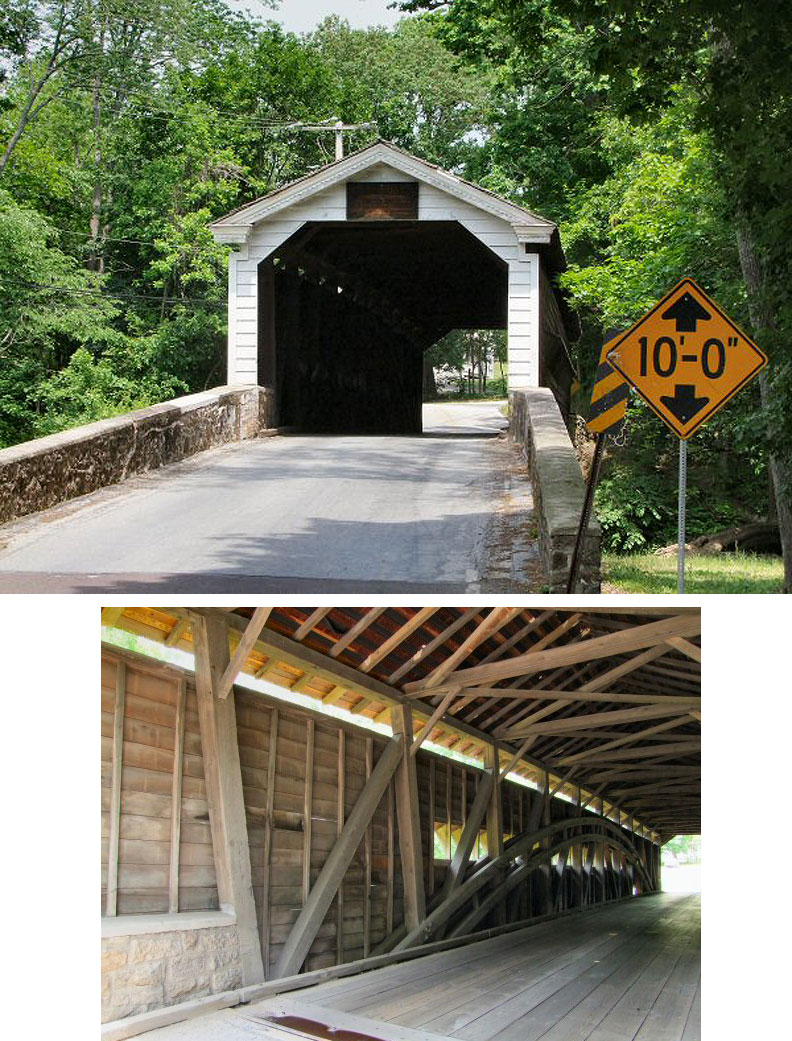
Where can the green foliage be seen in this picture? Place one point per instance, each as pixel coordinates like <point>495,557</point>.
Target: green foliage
<point>92,388</point>
<point>726,573</point>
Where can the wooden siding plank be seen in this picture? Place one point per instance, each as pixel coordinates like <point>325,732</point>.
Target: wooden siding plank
<point>118,764</point>
<point>330,878</point>
<point>178,763</point>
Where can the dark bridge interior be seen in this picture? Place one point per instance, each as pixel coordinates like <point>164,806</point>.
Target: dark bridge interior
<point>348,309</point>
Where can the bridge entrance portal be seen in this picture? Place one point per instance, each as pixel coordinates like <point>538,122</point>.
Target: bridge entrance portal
<point>347,311</point>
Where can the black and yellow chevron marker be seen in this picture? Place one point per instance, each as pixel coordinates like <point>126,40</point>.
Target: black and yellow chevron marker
<point>606,413</point>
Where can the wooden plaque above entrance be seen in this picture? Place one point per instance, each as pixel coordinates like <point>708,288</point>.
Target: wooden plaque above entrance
<point>382,201</point>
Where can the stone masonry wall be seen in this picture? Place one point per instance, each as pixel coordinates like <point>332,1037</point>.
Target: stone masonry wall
<point>558,487</point>
<point>151,970</point>
<point>40,474</point>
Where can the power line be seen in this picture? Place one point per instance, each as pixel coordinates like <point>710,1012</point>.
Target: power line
<point>43,286</point>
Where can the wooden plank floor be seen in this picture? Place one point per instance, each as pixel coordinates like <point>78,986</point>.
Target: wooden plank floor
<point>628,972</point>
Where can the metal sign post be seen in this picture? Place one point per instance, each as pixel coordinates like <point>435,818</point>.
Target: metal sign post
<point>586,513</point>
<point>606,416</point>
<point>683,504</point>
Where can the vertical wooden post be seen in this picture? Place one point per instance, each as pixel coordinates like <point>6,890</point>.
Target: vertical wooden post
<point>494,822</point>
<point>431,837</point>
<point>391,865</point>
<point>118,765</point>
<point>224,788</point>
<point>178,763</point>
<point>267,851</point>
<point>367,858</point>
<point>409,821</point>
<point>307,806</point>
<point>448,804</point>
<point>494,810</point>
<point>340,815</point>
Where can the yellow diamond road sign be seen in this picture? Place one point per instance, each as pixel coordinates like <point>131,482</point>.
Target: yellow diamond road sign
<point>686,358</point>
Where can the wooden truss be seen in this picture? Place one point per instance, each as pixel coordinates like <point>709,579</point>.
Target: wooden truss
<point>602,708</point>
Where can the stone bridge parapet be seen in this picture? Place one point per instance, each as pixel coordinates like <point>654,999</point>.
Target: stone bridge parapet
<point>40,474</point>
<point>559,489</point>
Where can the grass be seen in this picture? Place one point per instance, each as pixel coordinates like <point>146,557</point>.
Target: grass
<point>723,573</point>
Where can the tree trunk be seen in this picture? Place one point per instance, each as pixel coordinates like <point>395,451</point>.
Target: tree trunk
<point>430,387</point>
<point>762,318</point>
<point>96,260</point>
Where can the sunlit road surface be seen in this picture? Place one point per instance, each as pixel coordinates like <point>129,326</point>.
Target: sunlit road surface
<point>289,513</point>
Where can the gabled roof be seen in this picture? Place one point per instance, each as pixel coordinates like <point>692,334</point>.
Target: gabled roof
<point>530,227</point>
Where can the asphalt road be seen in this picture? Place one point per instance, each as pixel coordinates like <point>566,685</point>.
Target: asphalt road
<point>288,514</point>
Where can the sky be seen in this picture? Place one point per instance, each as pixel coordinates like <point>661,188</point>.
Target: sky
<point>302,16</point>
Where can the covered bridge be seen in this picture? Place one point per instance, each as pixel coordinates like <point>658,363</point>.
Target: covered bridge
<point>405,822</point>
<point>339,281</point>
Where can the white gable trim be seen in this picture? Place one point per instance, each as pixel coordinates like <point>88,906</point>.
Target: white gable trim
<point>236,227</point>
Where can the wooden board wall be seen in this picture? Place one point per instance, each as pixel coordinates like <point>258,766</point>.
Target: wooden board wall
<point>147,789</point>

******************************

Aim:
Lay out the lines, from the one containing "Where can the black" through the one containing "<point>628,972</point>", as a Markdown table with the columns Row and Line. Number the rows in order, and omit any blank lines.

Full response:
| Row | Line |
|---|---|
| 1 | Where can the black and yellow chevron marker be seen in this picture? Place one point per instance, each as pixel coordinates like <point>126,40</point>. |
| 2 | Target: black and yellow chevron marker |
| 3 | <point>606,413</point> |
| 4 | Where can the wooden plaque above entrance be seen in this picture? Place one point per instance, each as pixel coordinates like <point>708,288</point>. |
| 5 | Target: wooden plaque above entrance |
| 6 | <point>382,201</point> |
| 7 | Where can the stone masonry wall be seen in this picture? Place one point per instance, each as pixel coordinates like <point>332,1037</point>. |
| 8 | Target: stone masonry wall |
| 9 | <point>558,487</point> |
| 10 | <point>151,970</point> |
| 11 | <point>40,474</point> |
| 12 | Where can the power line be seen in this picture? Place one point per instance, each as pixel coordinates like <point>710,1012</point>. |
| 13 | Target: power line |
| 14 | <point>43,286</point> |
| 15 | Where can the wooden plank floor be seen in this picture? Place one point per instance, each as pixel coordinates like <point>78,986</point>. |
| 16 | Target: wooden plank floor |
| 17 | <point>628,972</point> |